───── 数据部分 ─────
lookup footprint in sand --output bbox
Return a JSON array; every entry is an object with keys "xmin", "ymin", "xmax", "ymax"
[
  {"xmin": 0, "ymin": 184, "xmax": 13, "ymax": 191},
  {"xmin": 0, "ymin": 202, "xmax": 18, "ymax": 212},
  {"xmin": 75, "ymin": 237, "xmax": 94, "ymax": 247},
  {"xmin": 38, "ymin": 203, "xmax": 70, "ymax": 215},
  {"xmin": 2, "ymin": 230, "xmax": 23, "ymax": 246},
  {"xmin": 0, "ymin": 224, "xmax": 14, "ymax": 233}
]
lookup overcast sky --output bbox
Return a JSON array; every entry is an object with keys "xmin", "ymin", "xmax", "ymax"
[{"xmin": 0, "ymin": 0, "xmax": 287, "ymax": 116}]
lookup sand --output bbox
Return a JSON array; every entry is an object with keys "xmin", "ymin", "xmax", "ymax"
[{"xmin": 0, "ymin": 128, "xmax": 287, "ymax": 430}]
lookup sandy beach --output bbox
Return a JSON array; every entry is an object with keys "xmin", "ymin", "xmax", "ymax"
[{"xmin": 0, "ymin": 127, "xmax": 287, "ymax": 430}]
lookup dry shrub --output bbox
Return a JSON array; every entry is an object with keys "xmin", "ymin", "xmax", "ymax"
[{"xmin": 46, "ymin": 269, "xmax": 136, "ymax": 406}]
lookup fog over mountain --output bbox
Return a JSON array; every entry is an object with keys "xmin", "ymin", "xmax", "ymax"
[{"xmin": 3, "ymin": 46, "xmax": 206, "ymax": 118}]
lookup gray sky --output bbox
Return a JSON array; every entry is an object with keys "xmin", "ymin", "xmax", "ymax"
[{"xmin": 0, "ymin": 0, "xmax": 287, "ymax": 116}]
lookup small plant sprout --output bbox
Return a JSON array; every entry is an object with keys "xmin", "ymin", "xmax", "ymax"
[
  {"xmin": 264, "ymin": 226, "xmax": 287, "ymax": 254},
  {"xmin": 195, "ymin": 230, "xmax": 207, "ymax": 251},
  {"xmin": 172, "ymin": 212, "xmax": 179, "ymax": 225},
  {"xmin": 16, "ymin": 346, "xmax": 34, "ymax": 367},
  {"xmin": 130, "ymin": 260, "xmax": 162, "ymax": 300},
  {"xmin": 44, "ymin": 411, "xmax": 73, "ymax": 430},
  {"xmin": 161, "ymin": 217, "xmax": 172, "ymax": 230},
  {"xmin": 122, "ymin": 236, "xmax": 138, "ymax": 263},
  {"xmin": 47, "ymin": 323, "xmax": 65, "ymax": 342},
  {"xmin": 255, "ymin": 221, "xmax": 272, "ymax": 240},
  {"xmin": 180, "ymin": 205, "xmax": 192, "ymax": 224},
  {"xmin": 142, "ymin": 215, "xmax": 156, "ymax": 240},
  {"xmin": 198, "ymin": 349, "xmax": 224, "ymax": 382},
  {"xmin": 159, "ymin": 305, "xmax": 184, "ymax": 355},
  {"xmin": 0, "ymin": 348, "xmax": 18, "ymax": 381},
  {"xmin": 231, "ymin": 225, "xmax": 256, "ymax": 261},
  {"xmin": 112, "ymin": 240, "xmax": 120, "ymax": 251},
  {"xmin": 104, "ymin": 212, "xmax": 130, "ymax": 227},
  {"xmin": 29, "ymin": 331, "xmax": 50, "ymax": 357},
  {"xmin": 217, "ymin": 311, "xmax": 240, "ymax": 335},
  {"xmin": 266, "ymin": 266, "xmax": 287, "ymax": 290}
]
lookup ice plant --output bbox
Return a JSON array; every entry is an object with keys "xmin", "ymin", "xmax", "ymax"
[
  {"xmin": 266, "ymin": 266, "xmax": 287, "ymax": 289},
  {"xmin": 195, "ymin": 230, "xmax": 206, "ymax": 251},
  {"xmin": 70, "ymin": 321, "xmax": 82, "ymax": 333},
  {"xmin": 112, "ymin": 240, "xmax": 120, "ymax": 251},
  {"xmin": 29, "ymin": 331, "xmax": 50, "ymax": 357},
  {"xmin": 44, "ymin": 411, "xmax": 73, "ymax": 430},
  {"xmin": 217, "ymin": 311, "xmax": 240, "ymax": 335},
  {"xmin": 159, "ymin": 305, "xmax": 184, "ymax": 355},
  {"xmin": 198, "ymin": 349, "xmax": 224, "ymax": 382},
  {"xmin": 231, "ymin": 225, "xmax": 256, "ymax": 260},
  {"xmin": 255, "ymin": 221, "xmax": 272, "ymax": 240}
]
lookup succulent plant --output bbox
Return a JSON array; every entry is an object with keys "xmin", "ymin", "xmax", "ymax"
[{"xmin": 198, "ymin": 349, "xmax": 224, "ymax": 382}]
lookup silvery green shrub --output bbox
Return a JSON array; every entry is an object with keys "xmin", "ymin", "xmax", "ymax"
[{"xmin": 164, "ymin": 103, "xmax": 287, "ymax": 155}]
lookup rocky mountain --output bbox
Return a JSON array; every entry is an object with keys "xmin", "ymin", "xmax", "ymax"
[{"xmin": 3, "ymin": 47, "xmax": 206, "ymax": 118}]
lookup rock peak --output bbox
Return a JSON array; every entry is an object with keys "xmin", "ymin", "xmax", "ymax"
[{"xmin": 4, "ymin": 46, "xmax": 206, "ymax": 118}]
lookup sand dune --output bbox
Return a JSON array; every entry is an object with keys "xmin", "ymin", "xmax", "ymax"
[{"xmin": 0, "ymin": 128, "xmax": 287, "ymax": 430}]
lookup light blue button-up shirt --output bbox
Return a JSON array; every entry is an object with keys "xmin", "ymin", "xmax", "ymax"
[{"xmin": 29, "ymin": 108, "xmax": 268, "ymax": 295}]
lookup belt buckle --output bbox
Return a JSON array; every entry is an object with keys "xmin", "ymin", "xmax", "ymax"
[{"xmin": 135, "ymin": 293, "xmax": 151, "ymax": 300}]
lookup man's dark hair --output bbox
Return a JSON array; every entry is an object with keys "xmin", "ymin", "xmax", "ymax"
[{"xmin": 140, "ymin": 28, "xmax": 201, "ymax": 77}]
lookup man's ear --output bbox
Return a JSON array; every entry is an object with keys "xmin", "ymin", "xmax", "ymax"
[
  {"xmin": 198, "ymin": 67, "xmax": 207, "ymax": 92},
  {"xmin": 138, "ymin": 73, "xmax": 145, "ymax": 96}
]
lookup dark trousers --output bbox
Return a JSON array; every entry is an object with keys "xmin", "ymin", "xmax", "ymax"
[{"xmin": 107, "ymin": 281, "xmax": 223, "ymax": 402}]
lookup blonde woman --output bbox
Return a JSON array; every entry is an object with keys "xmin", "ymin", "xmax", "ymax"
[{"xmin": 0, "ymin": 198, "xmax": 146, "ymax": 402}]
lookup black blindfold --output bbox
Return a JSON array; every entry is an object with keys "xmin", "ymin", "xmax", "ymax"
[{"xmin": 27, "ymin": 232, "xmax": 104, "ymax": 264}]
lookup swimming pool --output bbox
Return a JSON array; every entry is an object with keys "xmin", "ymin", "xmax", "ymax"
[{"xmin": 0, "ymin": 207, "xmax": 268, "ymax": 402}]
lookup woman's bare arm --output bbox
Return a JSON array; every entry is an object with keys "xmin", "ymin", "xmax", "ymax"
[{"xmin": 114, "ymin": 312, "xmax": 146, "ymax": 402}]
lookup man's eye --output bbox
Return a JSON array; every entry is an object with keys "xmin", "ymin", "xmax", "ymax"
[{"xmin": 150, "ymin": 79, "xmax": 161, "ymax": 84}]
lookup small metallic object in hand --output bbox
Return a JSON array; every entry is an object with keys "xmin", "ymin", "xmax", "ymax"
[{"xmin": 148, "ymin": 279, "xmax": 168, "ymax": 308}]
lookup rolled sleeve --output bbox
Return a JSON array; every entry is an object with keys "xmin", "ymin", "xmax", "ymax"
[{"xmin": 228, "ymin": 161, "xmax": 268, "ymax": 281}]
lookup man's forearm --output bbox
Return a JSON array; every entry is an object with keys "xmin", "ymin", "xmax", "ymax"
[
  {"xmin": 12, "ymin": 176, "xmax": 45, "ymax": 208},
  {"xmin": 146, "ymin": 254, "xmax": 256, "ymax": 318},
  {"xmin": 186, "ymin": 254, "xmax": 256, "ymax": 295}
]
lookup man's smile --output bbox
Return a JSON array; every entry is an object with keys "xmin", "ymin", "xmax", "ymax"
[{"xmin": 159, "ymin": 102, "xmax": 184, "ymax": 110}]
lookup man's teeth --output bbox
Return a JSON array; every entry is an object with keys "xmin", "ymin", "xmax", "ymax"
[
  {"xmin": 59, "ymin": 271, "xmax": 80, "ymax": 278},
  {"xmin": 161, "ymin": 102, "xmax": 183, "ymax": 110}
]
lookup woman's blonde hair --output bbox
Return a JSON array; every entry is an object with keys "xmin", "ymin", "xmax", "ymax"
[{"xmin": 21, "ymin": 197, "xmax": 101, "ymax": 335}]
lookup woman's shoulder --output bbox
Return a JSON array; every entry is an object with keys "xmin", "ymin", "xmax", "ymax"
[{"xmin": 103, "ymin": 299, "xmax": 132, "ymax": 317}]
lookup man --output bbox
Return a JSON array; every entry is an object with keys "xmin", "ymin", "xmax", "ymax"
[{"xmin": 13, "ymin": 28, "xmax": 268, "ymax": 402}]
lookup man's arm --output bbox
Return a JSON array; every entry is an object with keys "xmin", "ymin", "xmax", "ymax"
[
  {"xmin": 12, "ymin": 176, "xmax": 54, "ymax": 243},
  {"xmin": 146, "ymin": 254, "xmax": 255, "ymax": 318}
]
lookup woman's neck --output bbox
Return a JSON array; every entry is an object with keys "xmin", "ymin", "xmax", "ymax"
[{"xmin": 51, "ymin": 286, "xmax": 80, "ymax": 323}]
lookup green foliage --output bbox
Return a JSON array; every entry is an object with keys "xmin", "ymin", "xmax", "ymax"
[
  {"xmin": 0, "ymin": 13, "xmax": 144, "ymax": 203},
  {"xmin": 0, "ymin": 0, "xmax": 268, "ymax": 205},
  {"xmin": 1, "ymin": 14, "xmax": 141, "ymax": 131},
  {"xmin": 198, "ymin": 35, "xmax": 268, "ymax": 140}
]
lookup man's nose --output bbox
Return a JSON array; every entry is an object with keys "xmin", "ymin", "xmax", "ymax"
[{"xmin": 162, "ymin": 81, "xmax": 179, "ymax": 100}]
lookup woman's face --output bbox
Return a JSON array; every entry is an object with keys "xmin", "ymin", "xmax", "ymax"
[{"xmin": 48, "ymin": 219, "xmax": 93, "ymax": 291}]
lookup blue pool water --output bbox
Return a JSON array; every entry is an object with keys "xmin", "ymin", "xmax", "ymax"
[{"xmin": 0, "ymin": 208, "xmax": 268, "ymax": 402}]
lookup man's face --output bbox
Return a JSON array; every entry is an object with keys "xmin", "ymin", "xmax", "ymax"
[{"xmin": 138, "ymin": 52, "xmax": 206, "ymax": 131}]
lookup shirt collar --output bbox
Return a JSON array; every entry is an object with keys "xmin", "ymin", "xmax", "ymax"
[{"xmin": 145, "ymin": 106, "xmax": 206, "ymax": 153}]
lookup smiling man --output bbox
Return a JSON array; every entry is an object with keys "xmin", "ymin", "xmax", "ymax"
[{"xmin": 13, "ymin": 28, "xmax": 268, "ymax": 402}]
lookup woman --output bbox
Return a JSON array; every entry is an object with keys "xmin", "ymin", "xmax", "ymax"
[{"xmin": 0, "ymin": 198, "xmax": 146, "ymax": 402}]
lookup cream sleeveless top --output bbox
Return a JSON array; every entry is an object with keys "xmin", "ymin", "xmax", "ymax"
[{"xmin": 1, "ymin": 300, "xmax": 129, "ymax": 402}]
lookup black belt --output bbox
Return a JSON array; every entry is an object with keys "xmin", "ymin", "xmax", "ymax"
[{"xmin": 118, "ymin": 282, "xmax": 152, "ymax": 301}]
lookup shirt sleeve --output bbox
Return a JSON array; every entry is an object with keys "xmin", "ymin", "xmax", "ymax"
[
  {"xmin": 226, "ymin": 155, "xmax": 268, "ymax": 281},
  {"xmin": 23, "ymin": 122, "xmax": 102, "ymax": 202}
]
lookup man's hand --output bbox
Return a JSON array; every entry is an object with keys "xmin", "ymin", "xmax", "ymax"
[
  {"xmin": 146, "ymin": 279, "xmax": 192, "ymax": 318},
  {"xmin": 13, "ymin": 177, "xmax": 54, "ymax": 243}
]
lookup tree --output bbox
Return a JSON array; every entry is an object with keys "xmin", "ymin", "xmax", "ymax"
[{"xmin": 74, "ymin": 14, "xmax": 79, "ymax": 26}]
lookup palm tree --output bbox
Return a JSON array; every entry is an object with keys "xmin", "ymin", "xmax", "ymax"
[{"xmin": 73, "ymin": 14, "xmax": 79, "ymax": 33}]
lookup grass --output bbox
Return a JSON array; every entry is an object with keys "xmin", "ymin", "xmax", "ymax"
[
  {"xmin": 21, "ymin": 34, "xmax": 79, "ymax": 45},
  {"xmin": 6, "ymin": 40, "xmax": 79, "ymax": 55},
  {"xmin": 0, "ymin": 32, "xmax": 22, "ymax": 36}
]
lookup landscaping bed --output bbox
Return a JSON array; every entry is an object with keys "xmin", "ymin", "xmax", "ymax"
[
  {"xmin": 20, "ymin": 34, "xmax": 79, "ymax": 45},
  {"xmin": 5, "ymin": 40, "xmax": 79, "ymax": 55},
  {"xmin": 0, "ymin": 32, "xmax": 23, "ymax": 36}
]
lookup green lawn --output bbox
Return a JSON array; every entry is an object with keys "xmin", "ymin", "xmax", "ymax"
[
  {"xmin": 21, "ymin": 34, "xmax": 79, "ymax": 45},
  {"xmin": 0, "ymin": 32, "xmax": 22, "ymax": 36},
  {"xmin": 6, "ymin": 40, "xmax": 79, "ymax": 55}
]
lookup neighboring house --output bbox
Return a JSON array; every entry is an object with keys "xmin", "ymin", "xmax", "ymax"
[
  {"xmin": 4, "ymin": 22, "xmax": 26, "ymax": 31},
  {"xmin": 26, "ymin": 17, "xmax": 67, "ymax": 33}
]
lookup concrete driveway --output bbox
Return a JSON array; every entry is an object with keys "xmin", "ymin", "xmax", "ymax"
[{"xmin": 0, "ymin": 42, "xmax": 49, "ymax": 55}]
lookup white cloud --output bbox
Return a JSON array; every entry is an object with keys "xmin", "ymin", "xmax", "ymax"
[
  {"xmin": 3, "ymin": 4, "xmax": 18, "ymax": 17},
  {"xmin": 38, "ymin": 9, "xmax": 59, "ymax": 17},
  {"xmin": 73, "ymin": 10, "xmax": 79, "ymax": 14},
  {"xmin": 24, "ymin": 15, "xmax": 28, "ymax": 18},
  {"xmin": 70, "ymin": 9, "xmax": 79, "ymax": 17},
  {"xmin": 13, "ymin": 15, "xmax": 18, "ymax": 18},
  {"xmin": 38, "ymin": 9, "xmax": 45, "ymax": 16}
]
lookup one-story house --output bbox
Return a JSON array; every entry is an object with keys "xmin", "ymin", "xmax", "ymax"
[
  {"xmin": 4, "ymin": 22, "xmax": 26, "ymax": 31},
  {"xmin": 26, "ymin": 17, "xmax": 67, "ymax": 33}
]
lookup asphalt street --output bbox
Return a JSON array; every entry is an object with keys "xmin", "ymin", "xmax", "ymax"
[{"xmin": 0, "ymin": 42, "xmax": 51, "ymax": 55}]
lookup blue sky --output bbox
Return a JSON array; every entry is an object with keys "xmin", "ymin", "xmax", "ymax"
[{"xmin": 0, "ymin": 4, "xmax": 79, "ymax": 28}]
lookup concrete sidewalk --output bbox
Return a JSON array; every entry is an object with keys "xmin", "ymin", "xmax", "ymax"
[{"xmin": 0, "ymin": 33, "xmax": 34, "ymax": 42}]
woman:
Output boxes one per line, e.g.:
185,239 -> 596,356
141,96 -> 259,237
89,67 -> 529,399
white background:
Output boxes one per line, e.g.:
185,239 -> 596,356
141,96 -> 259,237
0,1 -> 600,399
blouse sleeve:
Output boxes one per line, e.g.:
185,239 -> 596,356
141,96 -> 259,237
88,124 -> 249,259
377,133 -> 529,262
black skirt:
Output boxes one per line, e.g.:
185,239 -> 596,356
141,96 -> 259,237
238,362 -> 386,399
─────
- 任务说明 -
请重新写出列表中从包含“lookup blue sky --output bbox”的那一行起至列表末尾的所有行（首尾两行均包括在内），其中的请求一并写出，其余各行不必写出。将答案中的每个边界框坐标值按0.8的比例缩放，结果取整，恰为0.5时进位。请求及其格式示例中的数字保持原样。

- 书面回答 -
lookup blue sky --output bbox
Return a JSON array; every entry is an object with keys "xmin", "ymin", "xmax", "ymax"
[{"xmin": 0, "ymin": 3, "xmax": 63, "ymax": 22}]
lookup concrete sidewalk --output bbox
Return a JSON array; every entry is an object with keys "xmin", "ymin", "xmax", "ymax"
[{"xmin": 0, "ymin": 26, "xmax": 27, "ymax": 34}]
woman:
Output boxes one per line, e.g.:
185,239 -> 596,356
141,96 -> 259,237
71,54 -> 423,319
white background:
Output boxes one per line, e.g.:
185,239 -> 596,356
141,96 -> 259,237
0,1 -> 480,319
blouse sleeve:
Output boxes one per line, e.g.:
185,239 -> 596,356
141,96 -> 259,237
70,99 -> 199,207
302,106 -> 423,210
black skirt:
Output boxes one per line, e.g.:
185,239 -> 596,356
141,96 -> 259,237
190,290 -> 309,319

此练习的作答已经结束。